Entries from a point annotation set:
⁂
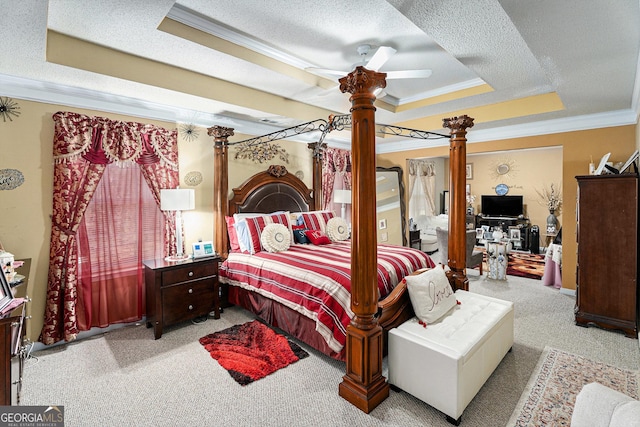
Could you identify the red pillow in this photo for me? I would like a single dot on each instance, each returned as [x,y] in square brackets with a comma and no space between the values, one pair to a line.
[317,237]
[233,235]
[316,220]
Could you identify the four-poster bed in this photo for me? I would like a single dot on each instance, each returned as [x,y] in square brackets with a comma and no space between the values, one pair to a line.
[363,385]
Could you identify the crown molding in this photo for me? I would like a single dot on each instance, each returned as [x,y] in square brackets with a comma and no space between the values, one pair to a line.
[52,93]
[192,19]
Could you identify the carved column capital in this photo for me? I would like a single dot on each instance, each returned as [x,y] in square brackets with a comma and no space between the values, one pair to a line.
[362,81]
[458,124]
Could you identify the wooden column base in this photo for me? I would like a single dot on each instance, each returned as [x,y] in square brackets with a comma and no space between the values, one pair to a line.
[364,386]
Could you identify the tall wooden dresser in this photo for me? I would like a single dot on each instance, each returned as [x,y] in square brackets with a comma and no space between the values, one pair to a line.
[607,270]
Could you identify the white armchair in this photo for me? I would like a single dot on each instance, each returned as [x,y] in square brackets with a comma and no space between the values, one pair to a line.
[427,226]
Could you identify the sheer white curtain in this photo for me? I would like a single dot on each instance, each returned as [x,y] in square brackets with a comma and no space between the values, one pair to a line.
[422,187]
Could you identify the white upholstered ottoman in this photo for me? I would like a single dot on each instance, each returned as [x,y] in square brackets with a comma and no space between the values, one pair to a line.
[446,363]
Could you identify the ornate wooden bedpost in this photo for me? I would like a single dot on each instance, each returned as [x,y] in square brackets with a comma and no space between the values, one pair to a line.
[457,203]
[318,154]
[220,186]
[363,385]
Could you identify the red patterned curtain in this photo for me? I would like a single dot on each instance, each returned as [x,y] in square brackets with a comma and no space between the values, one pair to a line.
[82,148]
[336,174]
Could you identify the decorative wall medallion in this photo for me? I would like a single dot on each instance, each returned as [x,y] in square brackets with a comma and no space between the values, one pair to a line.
[502,189]
[188,131]
[10,179]
[8,109]
[193,178]
[504,169]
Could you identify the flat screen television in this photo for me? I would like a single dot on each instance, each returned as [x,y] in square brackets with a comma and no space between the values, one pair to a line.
[502,206]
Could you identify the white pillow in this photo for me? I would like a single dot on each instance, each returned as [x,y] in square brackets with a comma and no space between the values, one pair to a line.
[431,294]
[244,238]
[275,238]
[337,229]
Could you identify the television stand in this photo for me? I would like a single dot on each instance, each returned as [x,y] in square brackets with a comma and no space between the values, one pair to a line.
[504,222]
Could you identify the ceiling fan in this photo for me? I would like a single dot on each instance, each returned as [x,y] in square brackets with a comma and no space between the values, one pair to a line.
[379,58]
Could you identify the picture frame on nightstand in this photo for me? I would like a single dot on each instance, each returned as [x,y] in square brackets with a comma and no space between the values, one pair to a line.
[6,296]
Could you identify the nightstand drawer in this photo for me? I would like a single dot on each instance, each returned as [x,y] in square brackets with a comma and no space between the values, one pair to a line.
[187,300]
[188,272]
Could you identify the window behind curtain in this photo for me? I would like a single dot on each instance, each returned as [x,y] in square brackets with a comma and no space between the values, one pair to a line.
[122,227]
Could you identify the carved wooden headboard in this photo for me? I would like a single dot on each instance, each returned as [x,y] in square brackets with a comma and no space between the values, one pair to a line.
[272,190]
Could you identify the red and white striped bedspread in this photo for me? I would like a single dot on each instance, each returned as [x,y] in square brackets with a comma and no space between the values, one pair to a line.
[316,280]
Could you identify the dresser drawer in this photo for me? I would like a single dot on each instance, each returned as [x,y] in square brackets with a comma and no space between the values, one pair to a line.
[187,300]
[188,272]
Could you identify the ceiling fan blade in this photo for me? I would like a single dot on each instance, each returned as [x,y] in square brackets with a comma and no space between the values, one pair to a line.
[408,74]
[381,56]
[326,72]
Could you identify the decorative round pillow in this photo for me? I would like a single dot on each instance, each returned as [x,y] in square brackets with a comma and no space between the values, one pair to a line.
[275,238]
[337,229]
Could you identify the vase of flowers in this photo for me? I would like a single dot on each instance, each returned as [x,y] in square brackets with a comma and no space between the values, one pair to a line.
[552,199]
[470,201]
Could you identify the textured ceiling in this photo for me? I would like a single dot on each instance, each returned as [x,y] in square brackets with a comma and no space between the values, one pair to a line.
[513,65]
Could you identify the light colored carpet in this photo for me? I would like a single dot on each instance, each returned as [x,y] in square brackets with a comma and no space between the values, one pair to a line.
[125,377]
[551,393]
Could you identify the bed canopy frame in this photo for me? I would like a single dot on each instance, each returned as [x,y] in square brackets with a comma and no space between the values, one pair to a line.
[363,384]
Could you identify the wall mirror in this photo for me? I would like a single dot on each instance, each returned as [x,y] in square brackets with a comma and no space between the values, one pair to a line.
[390,206]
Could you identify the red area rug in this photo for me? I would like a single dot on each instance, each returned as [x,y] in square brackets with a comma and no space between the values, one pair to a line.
[251,351]
[525,265]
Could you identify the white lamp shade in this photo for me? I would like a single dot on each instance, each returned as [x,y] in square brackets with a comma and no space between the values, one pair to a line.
[342,196]
[177,199]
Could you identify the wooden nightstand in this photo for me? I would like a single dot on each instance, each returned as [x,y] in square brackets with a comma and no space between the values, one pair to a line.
[180,291]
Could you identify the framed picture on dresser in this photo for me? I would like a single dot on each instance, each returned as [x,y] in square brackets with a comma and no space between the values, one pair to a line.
[5,291]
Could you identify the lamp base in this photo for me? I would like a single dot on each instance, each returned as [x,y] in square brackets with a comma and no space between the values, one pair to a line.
[177,258]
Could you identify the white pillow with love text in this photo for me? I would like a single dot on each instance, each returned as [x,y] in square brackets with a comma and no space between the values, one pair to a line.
⁂
Return each line exactly as written. Any picture gets left out.

Could you identify the red pillow in this photo for me? I would like a single dot on each instance, each returned as [x,y] in square brackets with a comma and no space between the values, one pair to a line.
[317,237]
[233,235]
[316,220]
Could you identify the four-poster bed in this photo for me? I would like a single dot on each instance, each returned as [x,y] in square brackets with a comma and no space between the values, one pair to a line.
[363,385]
Could you identify the crown molding in this photo for me? I would like a single dot on each instance, each returned as [x,y] in square brackets with a comma and no space between the values, one pair to a line.
[52,93]
[192,19]
Could you identify the carved column capital in this photo for me? I would like a single dot on each instance, each returned as [x,y] in square brackets with a comma and no space between the values, one pair to a line.
[362,81]
[458,124]
Could you identify the wooden column base in this photo for me? I would like a single dot on each instance, each returned as [x,y] in square brackets with a comma and no space between the values, one pair to a line.
[364,386]
Could you identify the tall wooden dresser in this photo for me? I would like a single dot on each instance, each returned as [x,y] in square brackets with a comma and no space between the values, one pair to a line.
[607,270]
Could you identify the white armchair in this photo for me? I would like a single dot on each instance, each returned as [x,y] in square brackets with a comma and no space between the values, one pair to a line.
[427,226]
Could you identify the sheer white curtain in this photo for me? I would like a single dot on each instance, each returned as [x,y] in square brackets with a comma and no space between the values, one pair to a line.
[422,187]
Could you identify the white upholstered ottoman in this photo for me? I would like a single dot on each instance, each returned as [x,y] in square brackets with a comma and no space between the values, one pair to a line.
[446,363]
Could you identify the ornate wooden bedpost in this photo for me? I would like a single dot on each instance, each returned as [x,y] in square brackets with a comma and no space between the values, one pair to a line.
[457,203]
[318,154]
[220,186]
[363,385]
Could you identify the red patterned curtain in this photo for me? I would like a single dot on each instance, each returned as [x,y] in square brackets with a comma and no space between the values, one pair to a line.
[82,148]
[336,174]
Could you identify the decorative wall medallion in this photo for me? I would like a single dot on each instance, each returned as [x,y] in square brackets with a comma and no space between the values, one pair to a line.
[502,189]
[188,131]
[10,179]
[8,109]
[193,178]
[504,169]
Could you identify the flat screen television in this photo for me? I would like a single dot on each instance, each returned as [x,y] in square brackets with a comma and no space between the values, one pair to a line.
[502,206]
Could you identify the white pillow in this photo for me? I would like a single dot on each instance, each returned as [x,y] in square brackets with a comma and no space between the values, one pair to a line.
[431,294]
[244,238]
[275,238]
[337,229]
Could you identify the television stand in this photo for me? I would like a single dot on each instance, each returned as [x,y] in square brackets with a comma and no space between the values, one pair to a line.
[504,222]
Could you identify the ceiling fan in this photo for me? I would like a single dot on each instance, each returned as [x,y] in square brackets with a comma and no space between the values, one pair to a line.
[379,58]
Could you identify the picture frame on nightstand in this photo for me? I would like a single dot on each instance, each returned as [x,y] in square brackets with a comma and no space between the values, one pair to a line.
[6,296]
Could you identify the nightstand drawer in this photo for me? I would like a single dot on each instance, each returned as [x,y] in square brackets with a comma and no space between the values, one pair to a line.
[187,300]
[188,272]
Could you identify the window behind curtain in this photo for me? I would like a single dot on each instance, each returned as [x,y] in square brackets with a comma and no space between the values, one pair to a line.
[122,227]
Could you identify the carved wooden headboard in this photo for me? I would like a single dot on each instance, each returned as [x,y] in square brackets with a comma and no space between the values, one pair to a line.
[272,190]
Could you identify the red and white striped bedspread in this photo for me? I would like a single dot on each instance, each returned as [x,y] in square brackets with a comma and no space between the values, one pair to a line.
[316,280]
Could you identify the dresser drawer in this photo for me? I would like a single dot on each instance, each returned as [x,y] in square brackets with a comma and no space between the values, one pair to a line.
[187,300]
[188,272]
Could you identify the ceiling fan blade in this photo for me? I would like a single dot on each instance, each returned as [x,y] in square brackets with a comma and no space between the values, one pair to a line.
[408,74]
[381,56]
[326,72]
Could you identify the decorative round pillow in this photo for me? I would like a single dot on each instance, each returned as [x,y] in square brackets with a comma and no space between the values, one pair to a line.
[275,238]
[337,229]
Could you identify the vase of flowers in this photo for me? I would like a single dot on each instance, each returned as [x,y] in square brackets with a comma and no space between the values, one pair to a line.
[552,199]
[470,201]
Could you identify the textured ceiling in this photo for me? I would like a single dot on each instance, each returned as [x,y] in square brackets with a comma and no space between the values, one pair to a line.
[513,65]
Could you identify the light colored carpet in this photo for me? I would like a single dot on each instance, each returned as [x,y] in square brackets with a comma and no space between the values, one pair to a line.
[125,377]
[551,393]
Could you identify the bed canopy frame in this photo for me? I would like a single dot on each instance, each returned as [x,y] in square brackets with a comma and no space between the values, one pair to a line.
[363,384]
Could you identify the wall mirror in this photo for me? I would like a single dot on each instance, each returned as [x,y] in square brackets with a comma and no space between the values, one pair to a line.
[390,206]
Could you identify the red area rug in this photo for me? I would like a single dot on each instance, each returned as [x,y] in square brackets with a comma and no space between the values, one pair to a line.
[251,351]
[525,265]
Could you identify the white lamp shade in this photo for me? I would like a single dot on each instance, each returned as [x,y] in square brackets with a comma and no space between the values, one pair to a line.
[342,196]
[177,199]
Could you identify the wooden nightstand in this photo for me? I would like a single dot on each instance, each returned as [x,y] in square brackets with a comma and no space between the values, one pair to a line.
[180,291]
Could you identify the framed picture on dresser in this photo for me? I would like a single dot on each instance, each returned as [x,y] in square brackets with a comma and no space between the values, one pair to a line.
[5,291]
Could you identify the lamp base in this photo for me? I would like a single dot on each instance, each returned as [x,y] in square brackets with a comma and no space between the values, one pair to a line.
[177,258]
Could you identify the white pillow with love text in this photo for me? I would like a single dot on each instance, each returned as [x,y] in square brackets with a comma and no space between the values, one pair to a line.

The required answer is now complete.